● **What needs to be done**: Write out the listing below verbatim, omitting the pictures from your copy.

::: The records :::

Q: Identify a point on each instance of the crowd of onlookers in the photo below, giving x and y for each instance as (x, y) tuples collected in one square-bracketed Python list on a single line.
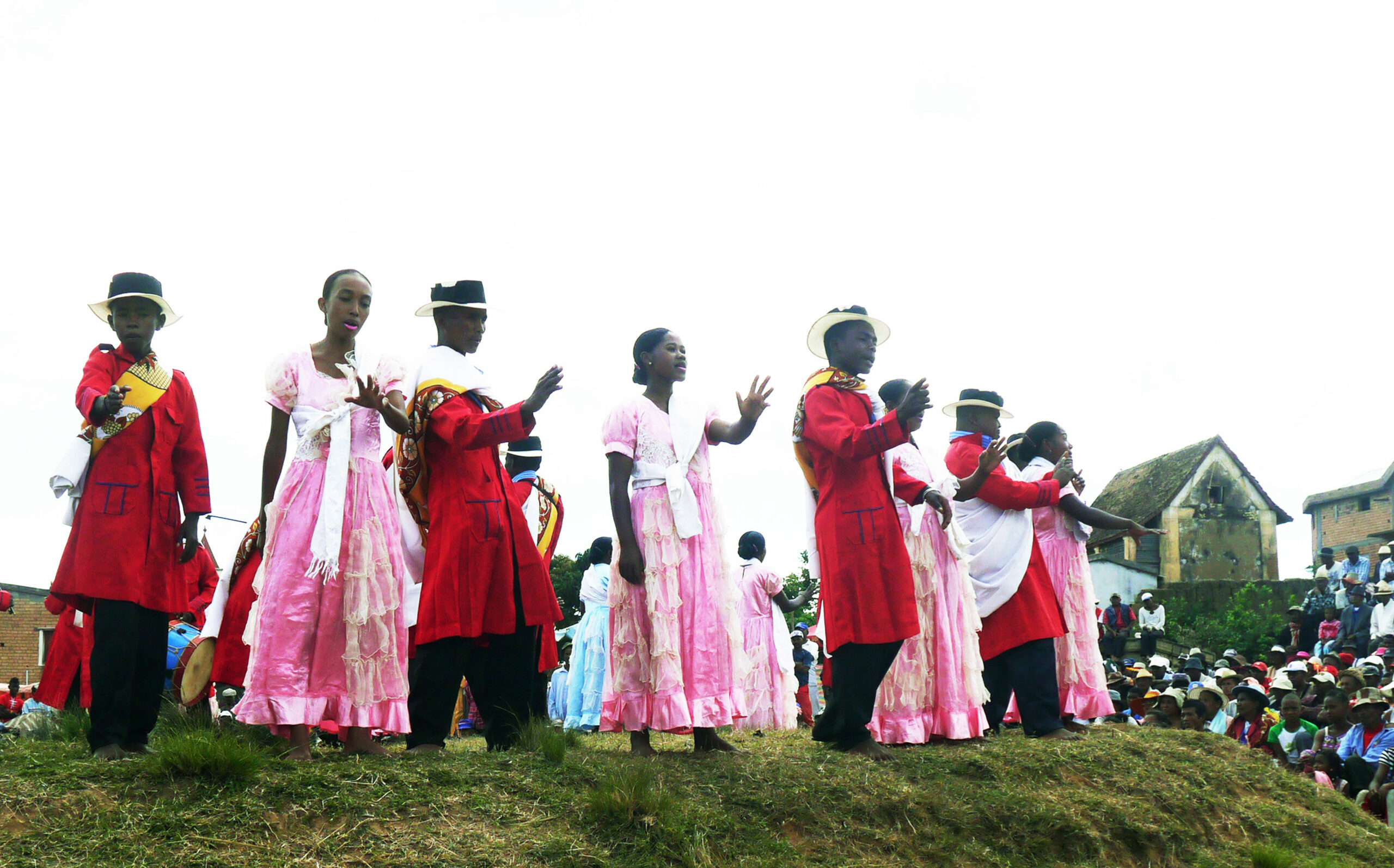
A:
[(1318, 701)]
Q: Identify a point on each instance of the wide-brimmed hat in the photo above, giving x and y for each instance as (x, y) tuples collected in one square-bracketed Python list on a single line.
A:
[(977, 398), (134, 285), (1254, 689), (463, 295), (527, 448), (851, 314)]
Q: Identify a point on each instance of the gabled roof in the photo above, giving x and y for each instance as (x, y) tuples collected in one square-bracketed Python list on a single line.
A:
[(1142, 492), (1350, 491)]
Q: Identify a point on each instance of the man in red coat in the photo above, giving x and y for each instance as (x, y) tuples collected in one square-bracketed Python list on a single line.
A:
[(1015, 594), (543, 512), (867, 589), (137, 520), (484, 589)]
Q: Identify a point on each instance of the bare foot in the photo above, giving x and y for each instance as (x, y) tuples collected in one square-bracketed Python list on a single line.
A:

:::

● **Solution to this problem**:
Q: Identify a point on each instance of the crowd of onlookers in the photo below, giving x and y for each instance as (x, y) tuples collected in one square-bracketed Python list on a single line.
A:
[(1318, 701)]
Q: Identify a point on each instance of the wide-brimmed hat in the photo above, giving x and y for each instance as (x, y) tuples collected in one square-bracketed Python list on a single line.
A:
[(977, 398), (134, 285), (1254, 689), (463, 295), (527, 448), (851, 314)]
Q: Identify a point on each instance of the gabled roof in the photo above, giving x and y for each instance as (x, y) tuples collected in one square-bracketed Python list on a single line.
A:
[(1142, 492), (1350, 491)]
Q: Identify a point on each instance of the man in red coat in the photo above, giving x and y for each instance as (x, y) tuples collected in one square-bracketed Python list on a single line.
A:
[(1015, 594), (543, 512), (867, 589), (137, 520), (484, 589)]
Q: Identify a point on each instance of the bare foot in the photo above, giving x and y for each instance as (x, y) tuples collected in one square-bracketed Python list on a single line.
A:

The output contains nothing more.